◆ **Polecenie 1**: Wymień wszystkie miasta, które pojawiają się we fragmencie o Ibrahimoviciu. Podaj ich nazwy w mianowniku.

◆ **Podany fragment**:
Szwedzki piłkarz Zlatan Ibrahimović przyznał przed meczem eliminacji mistrzostw świata 2014 przeciwko Portugalii, że jest w najlepszej formie w swojej karierze. – Mam 32 lata, cały czas się rozwijam - nigdy nie grałem lepiej, niż teraz – powiedział napastnik.
Do niedawna nominowany do ”Złotej Piłki” zawodnik Paris St Germain uskarżał
się na bóle kolana, ale we wtorek i w środę uczestniczył w pełnym treningu
drużyny Trzech Koron. – Czuję się dobrze, a najważniejsze jest to, co ja sam o sobie myślę –
podkreślił na konferencji prasowej w Sztokholmie, gdzie trwa zgrupowanie
drużyny narodowej.
15 listopada w Lizbonie odbędzie się pierwszy z dwóch meczów o awans do
brazylijskiego mundialu. Rewanż w Solnej cztery dni później. Baraż
zapowiadany jest jako pojedynek Ibrahimovica z największą gwiazdą Portugalii
- Cristiano Ronaldo.

◆ **Dane**:
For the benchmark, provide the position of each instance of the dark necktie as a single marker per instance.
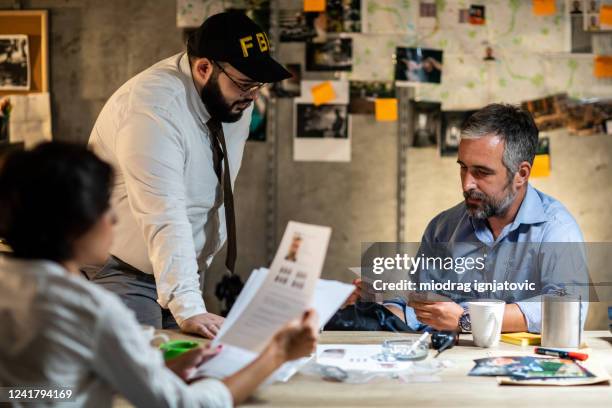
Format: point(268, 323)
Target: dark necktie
point(219, 153)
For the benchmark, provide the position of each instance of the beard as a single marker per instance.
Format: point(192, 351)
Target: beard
point(216, 104)
point(489, 206)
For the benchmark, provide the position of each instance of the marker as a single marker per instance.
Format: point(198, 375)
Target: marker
point(561, 353)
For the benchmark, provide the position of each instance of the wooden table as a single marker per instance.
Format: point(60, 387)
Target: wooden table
point(455, 387)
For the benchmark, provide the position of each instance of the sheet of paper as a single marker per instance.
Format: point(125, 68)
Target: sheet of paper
point(286, 291)
point(30, 120)
point(328, 297)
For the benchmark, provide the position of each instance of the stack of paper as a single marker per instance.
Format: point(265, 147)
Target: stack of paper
point(271, 298)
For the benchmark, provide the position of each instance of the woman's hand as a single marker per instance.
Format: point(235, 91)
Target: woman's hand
point(296, 339)
point(185, 364)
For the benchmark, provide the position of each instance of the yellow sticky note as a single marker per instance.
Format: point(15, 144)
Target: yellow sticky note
point(323, 93)
point(385, 109)
point(541, 166)
point(544, 7)
point(602, 68)
point(314, 5)
point(605, 15)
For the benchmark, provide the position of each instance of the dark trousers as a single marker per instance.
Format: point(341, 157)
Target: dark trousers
point(136, 289)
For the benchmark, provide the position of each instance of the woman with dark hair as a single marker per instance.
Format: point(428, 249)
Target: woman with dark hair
point(59, 330)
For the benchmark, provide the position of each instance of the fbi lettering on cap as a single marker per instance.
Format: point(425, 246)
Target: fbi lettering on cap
point(247, 42)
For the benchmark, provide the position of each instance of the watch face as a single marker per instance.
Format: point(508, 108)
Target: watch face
point(465, 322)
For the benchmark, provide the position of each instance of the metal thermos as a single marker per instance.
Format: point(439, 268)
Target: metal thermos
point(561, 321)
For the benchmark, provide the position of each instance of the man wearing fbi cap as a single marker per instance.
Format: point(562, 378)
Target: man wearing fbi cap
point(175, 134)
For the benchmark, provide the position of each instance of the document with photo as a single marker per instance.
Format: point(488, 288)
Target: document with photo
point(286, 292)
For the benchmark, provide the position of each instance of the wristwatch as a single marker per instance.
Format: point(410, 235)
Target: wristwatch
point(465, 323)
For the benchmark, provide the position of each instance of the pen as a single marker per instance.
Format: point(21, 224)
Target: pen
point(561, 353)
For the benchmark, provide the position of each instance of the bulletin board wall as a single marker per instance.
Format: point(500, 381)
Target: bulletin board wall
point(33, 23)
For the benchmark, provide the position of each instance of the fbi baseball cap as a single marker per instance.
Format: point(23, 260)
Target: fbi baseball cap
point(234, 38)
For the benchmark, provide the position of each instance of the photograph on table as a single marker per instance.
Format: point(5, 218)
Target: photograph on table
point(418, 65)
point(527, 367)
point(14, 63)
point(323, 121)
point(426, 123)
point(450, 131)
point(363, 94)
point(343, 16)
point(289, 88)
point(332, 55)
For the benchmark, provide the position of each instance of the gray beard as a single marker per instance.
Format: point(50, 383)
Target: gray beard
point(492, 208)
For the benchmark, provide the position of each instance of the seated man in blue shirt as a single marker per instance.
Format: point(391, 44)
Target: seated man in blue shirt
point(524, 234)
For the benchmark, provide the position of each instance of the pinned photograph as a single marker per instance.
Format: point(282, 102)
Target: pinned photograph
point(323, 121)
point(464, 16)
point(426, 123)
point(257, 128)
point(418, 65)
point(450, 131)
point(332, 55)
point(427, 9)
point(14, 63)
point(296, 25)
point(289, 88)
point(477, 15)
point(363, 94)
point(343, 16)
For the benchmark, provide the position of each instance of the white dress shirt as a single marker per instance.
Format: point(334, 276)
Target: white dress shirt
point(166, 195)
point(61, 330)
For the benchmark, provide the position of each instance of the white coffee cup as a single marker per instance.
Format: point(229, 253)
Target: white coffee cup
point(486, 316)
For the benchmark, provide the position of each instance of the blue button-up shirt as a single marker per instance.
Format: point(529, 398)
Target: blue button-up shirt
point(542, 245)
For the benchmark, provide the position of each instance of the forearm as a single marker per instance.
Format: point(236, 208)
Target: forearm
point(245, 382)
point(514, 320)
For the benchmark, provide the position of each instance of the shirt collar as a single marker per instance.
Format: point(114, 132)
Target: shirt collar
point(192, 93)
point(531, 210)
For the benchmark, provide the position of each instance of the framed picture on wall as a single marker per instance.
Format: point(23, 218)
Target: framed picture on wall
point(24, 50)
point(14, 62)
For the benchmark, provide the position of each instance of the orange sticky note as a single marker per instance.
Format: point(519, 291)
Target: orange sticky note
point(541, 166)
point(544, 7)
point(314, 5)
point(323, 93)
point(385, 109)
point(605, 15)
point(602, 68)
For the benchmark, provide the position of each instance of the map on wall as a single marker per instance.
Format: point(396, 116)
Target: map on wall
point(514, 56)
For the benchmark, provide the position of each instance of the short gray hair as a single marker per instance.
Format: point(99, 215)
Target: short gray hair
point(510, 123)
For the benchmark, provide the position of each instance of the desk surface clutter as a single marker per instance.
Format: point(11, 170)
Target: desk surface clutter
point(450, 387)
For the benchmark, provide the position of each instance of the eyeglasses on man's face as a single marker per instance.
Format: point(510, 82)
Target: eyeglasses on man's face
point(244, 89)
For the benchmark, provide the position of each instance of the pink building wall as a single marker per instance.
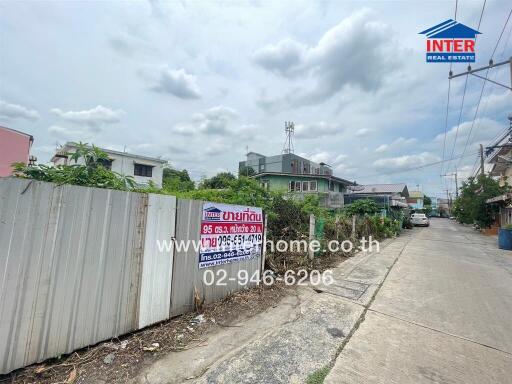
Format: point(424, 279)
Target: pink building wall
point(14, 147)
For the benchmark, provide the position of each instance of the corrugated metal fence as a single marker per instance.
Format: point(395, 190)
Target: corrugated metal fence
point(80, 265)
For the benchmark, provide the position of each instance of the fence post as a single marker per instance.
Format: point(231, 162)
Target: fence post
point(311, 253)
point(264, 248)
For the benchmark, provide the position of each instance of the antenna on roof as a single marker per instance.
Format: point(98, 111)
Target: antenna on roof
point(289, 128)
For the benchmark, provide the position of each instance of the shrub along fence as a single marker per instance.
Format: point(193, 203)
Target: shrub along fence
point(79, 265)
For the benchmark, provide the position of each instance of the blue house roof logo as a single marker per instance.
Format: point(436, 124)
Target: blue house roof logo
point(450, 41)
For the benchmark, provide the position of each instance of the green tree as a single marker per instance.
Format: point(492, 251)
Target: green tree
point(174, 180)
point(220, 181)
point(470, 207)
point(246, 171)
point(88, 172)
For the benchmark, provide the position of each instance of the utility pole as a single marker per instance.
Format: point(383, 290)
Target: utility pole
point(456, 182)
point(289, 128)
point(481, 160)
point(449, 202)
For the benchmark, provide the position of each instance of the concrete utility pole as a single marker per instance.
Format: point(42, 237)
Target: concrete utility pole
point(482, 171)
point(456, 182)
point(448, 198)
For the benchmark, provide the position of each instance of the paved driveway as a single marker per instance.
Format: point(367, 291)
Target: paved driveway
point(442, 315)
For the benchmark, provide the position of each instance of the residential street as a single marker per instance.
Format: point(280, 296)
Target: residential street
point(433, 306)
point(442, 315)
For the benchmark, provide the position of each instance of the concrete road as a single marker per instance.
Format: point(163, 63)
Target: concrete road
point(443, 314)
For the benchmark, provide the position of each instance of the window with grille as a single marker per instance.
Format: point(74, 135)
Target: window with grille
point(142, 170)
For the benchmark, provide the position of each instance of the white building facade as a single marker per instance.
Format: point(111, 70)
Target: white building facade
point(142, 168)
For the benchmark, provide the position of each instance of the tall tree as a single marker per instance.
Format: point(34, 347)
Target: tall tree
point(470, 207)
point(219, 181)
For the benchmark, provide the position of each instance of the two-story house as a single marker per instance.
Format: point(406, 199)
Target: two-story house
point(14, 148)
point(142, 168)
point(297, 176)
point(387, 196)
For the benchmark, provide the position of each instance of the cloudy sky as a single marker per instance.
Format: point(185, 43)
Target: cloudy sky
point(199, 82)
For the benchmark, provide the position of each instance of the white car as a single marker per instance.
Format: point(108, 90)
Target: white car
point(420, 219)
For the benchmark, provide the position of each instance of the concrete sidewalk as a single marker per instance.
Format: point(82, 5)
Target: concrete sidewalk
point(291, 342)
point(443, 315)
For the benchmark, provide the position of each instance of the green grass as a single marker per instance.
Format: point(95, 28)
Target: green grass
point(318, 376)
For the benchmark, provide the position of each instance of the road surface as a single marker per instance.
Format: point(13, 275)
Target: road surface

◆ **Polecenie 2**: Wyodrębnij z listingu wszystkie wiersze, w których występuje ciąg „roof”.

◆ **Wynik ćwiczenia 1**:
Sztokholm
Lizbona
Solna

◆ **Wynik ćwiczenia 2**:
For the benchmark, provide the position of each instance of the antenna on roof as a single marker per instance.
Target: antenna on roof
For the benchmark, provide the position of each instance of the blue house roof logo as a single marker per instance.
Target: blue house roof logo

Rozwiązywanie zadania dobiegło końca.